- [Records for this task]
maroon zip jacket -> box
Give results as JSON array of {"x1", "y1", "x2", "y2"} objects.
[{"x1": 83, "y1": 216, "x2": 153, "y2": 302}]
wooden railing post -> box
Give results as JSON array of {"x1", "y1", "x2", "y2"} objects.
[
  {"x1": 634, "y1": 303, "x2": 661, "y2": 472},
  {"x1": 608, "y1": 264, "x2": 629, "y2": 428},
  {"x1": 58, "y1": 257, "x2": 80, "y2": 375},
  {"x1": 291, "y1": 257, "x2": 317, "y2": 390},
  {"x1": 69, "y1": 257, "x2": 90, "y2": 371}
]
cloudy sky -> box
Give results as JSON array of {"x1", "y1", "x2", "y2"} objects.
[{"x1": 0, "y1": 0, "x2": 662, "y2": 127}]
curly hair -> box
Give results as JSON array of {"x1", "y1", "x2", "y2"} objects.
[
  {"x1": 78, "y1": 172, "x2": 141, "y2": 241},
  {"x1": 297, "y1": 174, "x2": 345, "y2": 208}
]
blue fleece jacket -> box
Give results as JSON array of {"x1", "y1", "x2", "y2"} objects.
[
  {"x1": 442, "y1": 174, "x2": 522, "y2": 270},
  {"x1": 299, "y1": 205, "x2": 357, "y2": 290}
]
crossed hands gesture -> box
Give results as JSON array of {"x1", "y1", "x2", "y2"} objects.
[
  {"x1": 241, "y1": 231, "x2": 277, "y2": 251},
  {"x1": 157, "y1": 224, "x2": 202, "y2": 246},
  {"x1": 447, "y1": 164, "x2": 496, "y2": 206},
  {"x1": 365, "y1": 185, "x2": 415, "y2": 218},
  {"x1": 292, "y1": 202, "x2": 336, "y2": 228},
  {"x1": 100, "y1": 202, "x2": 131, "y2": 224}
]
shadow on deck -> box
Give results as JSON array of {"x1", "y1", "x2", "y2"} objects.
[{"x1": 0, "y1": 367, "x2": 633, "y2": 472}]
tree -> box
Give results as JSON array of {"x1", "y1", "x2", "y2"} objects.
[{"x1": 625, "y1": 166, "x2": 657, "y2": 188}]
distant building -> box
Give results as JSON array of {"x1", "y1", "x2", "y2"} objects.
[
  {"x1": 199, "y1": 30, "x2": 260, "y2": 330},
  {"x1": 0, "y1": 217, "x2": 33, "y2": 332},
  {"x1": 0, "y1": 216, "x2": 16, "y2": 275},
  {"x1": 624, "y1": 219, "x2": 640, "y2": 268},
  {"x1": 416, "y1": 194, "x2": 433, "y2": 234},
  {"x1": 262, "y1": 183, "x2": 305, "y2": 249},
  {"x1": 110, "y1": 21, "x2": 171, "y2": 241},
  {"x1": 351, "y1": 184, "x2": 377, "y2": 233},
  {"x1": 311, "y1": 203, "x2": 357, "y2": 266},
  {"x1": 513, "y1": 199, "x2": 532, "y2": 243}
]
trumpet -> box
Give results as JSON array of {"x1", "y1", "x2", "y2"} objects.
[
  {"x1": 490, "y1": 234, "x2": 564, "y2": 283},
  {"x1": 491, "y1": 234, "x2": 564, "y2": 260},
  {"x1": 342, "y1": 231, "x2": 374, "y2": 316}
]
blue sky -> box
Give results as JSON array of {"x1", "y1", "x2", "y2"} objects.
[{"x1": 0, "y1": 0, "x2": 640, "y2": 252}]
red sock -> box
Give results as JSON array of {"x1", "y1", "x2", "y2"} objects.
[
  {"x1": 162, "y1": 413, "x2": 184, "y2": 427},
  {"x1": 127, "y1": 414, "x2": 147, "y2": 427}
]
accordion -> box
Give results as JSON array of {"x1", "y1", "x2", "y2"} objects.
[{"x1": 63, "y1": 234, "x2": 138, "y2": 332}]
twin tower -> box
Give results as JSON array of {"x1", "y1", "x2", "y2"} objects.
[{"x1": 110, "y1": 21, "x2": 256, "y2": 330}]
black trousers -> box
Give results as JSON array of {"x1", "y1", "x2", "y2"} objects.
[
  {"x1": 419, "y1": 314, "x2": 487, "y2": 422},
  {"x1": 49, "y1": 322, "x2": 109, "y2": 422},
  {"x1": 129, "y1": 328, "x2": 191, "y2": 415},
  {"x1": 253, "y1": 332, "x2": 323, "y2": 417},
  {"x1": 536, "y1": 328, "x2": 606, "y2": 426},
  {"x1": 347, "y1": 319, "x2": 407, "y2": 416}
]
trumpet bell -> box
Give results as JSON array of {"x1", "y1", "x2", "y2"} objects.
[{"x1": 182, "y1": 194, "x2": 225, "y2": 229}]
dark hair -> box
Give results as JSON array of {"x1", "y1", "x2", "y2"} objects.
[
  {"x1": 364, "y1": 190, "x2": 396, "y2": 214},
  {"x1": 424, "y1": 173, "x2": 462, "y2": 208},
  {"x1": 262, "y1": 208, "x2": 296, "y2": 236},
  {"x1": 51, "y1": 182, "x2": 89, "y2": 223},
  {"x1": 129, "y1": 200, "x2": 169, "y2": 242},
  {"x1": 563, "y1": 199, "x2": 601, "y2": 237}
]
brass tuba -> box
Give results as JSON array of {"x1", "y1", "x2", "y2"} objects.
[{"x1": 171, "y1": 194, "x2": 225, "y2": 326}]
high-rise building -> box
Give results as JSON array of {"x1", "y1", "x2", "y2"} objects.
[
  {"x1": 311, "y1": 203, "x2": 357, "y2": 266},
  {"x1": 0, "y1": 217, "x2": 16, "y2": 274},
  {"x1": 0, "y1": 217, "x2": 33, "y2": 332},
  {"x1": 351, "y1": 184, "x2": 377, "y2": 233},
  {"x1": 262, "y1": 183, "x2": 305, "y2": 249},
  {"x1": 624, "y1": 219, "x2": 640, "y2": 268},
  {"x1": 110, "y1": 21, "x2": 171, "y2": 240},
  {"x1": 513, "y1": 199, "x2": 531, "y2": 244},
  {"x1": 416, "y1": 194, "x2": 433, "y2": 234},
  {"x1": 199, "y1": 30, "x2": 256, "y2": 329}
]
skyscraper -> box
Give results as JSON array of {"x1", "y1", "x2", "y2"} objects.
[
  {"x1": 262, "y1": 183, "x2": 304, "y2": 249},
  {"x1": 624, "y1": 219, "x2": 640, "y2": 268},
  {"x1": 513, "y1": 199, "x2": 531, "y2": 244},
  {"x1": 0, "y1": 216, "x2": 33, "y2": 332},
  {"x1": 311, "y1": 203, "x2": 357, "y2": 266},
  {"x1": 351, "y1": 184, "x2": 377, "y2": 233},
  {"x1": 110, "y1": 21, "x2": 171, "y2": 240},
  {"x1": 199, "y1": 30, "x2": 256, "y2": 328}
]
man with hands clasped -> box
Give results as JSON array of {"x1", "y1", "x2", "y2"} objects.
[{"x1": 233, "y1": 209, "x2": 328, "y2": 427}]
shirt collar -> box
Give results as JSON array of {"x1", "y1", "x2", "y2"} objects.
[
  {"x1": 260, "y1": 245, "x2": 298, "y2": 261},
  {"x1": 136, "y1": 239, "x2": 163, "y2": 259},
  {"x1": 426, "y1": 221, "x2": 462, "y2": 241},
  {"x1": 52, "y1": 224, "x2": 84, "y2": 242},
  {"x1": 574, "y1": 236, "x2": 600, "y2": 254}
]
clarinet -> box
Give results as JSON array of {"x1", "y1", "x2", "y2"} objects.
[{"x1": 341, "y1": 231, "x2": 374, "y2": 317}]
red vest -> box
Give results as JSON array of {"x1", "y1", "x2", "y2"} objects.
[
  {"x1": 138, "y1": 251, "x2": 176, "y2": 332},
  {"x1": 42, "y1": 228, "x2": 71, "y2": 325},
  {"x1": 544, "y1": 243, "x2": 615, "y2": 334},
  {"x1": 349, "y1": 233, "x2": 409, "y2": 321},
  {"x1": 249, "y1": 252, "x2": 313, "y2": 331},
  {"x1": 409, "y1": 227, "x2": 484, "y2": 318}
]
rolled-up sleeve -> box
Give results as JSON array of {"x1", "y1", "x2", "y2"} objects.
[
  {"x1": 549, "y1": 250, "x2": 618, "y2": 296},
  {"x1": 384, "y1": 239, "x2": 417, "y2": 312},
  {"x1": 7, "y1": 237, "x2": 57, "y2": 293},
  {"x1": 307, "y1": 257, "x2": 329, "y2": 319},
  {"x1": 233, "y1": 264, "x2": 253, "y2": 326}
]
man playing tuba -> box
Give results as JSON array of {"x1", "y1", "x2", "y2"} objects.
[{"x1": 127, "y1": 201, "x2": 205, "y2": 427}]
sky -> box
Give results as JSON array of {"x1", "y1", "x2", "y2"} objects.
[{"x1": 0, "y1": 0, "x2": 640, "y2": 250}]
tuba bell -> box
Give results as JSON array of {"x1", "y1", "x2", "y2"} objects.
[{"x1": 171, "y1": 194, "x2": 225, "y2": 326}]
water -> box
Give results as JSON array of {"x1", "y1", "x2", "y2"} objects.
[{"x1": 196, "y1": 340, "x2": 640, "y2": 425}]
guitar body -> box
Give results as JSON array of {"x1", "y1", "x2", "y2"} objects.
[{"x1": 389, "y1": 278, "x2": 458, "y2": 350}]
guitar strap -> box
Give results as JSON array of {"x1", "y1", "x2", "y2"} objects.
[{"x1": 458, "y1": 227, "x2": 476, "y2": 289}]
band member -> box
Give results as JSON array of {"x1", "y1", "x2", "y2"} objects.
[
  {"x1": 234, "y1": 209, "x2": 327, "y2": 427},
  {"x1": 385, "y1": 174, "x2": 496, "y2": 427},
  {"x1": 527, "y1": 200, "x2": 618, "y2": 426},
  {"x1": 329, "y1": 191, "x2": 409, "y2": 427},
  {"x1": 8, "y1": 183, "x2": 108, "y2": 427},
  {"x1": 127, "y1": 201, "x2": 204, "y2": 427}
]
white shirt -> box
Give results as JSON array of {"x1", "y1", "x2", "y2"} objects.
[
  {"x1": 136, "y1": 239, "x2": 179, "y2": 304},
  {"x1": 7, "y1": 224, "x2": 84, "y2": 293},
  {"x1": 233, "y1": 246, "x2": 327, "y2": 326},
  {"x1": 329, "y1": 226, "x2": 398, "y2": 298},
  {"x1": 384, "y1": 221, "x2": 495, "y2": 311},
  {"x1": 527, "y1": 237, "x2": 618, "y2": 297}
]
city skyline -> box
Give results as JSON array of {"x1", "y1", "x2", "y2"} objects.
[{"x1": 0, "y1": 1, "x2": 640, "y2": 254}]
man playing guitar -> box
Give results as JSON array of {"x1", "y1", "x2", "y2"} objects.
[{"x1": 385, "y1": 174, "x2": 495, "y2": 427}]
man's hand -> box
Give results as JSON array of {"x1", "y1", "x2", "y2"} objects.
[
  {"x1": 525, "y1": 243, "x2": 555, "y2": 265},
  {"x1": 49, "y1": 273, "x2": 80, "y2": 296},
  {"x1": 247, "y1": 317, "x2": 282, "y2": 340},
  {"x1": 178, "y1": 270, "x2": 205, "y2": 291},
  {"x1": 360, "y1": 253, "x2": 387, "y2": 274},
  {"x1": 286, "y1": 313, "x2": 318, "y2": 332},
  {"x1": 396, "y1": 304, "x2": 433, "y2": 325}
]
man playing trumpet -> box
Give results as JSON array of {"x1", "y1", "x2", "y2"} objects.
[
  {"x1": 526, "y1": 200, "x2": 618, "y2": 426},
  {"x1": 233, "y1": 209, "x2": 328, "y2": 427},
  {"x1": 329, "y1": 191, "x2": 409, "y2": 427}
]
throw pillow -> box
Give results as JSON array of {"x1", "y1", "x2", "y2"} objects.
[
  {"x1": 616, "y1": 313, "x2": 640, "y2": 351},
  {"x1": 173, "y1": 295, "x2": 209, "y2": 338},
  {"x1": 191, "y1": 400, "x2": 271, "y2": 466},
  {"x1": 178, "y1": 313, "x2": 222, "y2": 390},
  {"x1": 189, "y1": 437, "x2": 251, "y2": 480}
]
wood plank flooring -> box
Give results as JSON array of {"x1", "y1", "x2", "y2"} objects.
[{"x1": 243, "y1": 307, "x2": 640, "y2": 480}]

- [Work to be completed] Repeat exactly the lines above, starting with the line that contains "man's hand -> box" and ending with the last line, both included, and nothing else.

- [Task answer]
man's hand -> box
Give results as JSON array of {"x1", "y1", "x2", "y2"} objects.
[
  {"x1": 525, "y1": 243, "x2": 555, "y2": 265},
  {"x1": 49, "y1": 273, "x2": 80, "y2": 296},
  {"x1": 247, "y1": 317, "x2": 282, "y2": 340},
  {"x1": 178, "y1": 270, "x2": 205, "y2": 291},
  {"x1": 360, "y1": 253, "x2": 387, "y2": 274},
  {"x1": 286, "y1": 313, "x2": 318, "y2": 332},
  {"x1": 396, "y1": 304, "x2": 433, "y2": 325}
]
man playing trumpet -> box
Give results as JSON array of {"x1", "y1", "x2", "y2"} objects.
[
  {"x1": 526, "y1": 200, "x2": 618, "y2": 426},
  {"x1": 233, "y1": 209, "x2": 328, "y2": 427},
  {"x1": 329, "y1": 191, "x2": 409, "y2": 427}
]
throw pillow -> box
Give results as JSON array of {"x1", "y1", "x2", "y2"} objects.
[
  {"x1": 616, "y1": 313, "x2": 640, "y2": 351},
  {"x1": 173, "y1": 295, "x2": 209, "y2": 338},
  {"x1": 191, "y1": 400, "x2": 271, "y2": 466},
  {"x1": 178, "y1": 313, "x2": 222, "y2": 390},
  {"x1": 189, "y1": 437, "x2": 251, "y2": 480}
]
wood plank flooring -> box
Give results as JSON array of {"x1", "y1", "x2", "y2"} objects.
[{"x1": 243, "y1": 307, "x2": 640, "y2": 480}]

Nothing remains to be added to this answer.